- **Source text**
+ + + + + + +

If one looks closely at the research, however, one quickly sees that it is processed meats like cold cuts and sausages that are usually implicated in cancer causation (41) and not meat per se. Furthermore, cooking methods seem to play a part in whether or not a meat becomes carcinogenic (42). In other words, it is the added chemicals to the meat and the chosen cooking method that are at fault and not the meat itself.
In the end, although sometimes a connection between meat and cancer is found, the actual mechanism of how it happens has eluded scientists (43). This means that it is likely that other factors besides meat are playing roles in some cases of cancer. Remember: studies of meat-eating traditional peoples show that they have very little incidence of cancer. This demonstrates that other factors are at work when cancer appears in a modern meat-eating person. It is not scientifically fair to single out one dietary factor in placing blame, while ignoring other more likely candidates.
It should be noted here that Seventh Day Adventists are often studied in population analyses to prove that a vegetarian diet is healthier and is associated with a lower risk for cancer (but see a later paragraph in this section). While it is true that most members of this Christian denomination do not eat meat, they also do not smoke or drink alcohol, coffee or tea, all of which are likely factors in promoting cancer (44).
The Mormons are a religious group often overlooked in vegetarian studies. Although their Church urges moderation, Mormons do not abstain from meat. As with the Adventists, Mormons also avoid tobacco, alcohol, and caffeine. Despite being meat eaters, a study of Utah Mormons showed they had a 22% lower rate for cancer in general and a 34% lower mortality for colon cancer than the US average (45). A study of Puerto Ricans, who eat large amounts of fatty pork, nevertheless revealed very low rates of colon and breast cancer (46). Similar results can be adduced to demonstrate that meat and animal fat consumption do not correlate with cancer (47). Obviously, other factors are at work.
It is usually claimed that vegetarians have lower cancer rates than meat-eaters, but a 1994 study of vegetarian California Seventh Day Adventists showed that, while they did have lower rates for some cancers (e.g., breast and lung), they had higher rates for several others (Hodgkin’s disease, malignant melanoma, brain, skin, uterine, prostate, endometrial, cervical and ovarian), some quite significantly. In that study the authors actually admitted that:
Meat consumption, however, was not associated with a higher [cancer] risk.

+ + + + + + +

- **Given entries**
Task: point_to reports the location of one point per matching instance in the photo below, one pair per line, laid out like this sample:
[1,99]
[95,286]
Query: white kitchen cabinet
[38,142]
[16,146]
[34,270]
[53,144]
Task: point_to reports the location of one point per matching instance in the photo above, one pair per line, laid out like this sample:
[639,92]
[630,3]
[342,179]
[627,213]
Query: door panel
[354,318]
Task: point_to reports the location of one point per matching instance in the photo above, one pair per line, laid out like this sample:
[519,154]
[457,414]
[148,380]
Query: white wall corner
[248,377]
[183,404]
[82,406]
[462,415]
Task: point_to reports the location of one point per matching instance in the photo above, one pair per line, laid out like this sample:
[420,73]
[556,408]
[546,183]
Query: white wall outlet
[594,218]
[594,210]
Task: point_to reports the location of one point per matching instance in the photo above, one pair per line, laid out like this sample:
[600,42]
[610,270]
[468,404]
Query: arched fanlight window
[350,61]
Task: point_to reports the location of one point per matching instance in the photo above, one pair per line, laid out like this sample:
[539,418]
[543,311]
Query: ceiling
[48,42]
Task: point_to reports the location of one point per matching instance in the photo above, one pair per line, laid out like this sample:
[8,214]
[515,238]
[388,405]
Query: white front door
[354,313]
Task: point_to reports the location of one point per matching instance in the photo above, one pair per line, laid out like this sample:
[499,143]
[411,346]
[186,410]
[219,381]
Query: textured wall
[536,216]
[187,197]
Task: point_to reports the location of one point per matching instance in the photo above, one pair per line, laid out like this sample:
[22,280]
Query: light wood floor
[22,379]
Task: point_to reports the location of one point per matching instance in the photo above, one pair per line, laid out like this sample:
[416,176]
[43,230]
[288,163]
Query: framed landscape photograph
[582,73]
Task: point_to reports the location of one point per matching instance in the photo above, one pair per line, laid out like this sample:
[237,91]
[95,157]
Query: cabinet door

+ + + + + + +

- **Work instructions**
(A) According to the meat and cancer text, why must other factors be at work when a modern meat-eating person gets cancer? Answer in one to three sentences.
(B) Rewrite the paragraph of the meat and cancer text beginning "The Mormons are a religious group" as a bulleted list, keeping its main facts.
(C) List everything the meat and cancer text says most Seventh Day Adventists avoid, besides meat.
The listing has no connection to the meat and cancer text.

- **Answer set**
(A) Studies of meat-eating traditional peoples show that they have very little incidence of cancer. The text takes this as showing that meat alone does not explain cancer in modern meat eaters.

(B)
- Mormons are often overlooked in vegetarian studies.
- Their Church urges moderation, but Mormons do not abstain from meat.
- Like Adventists, they avoid tobacco, alcohol and caffeine.
- A study of Utah Mormons found a 22% lower cancer rate overall and 34% lower colon cancer mortality than the US average.
- A study of Puerto Ricans, who eat large amounts of fatty pork, found very low rates of colon and breast cancer.
- Similar results show that meat and animal fat consumption do not correlate with cancer, so other factors must be at work.

(C)
- Smoking
- Alcohol
- Coffee
- Tea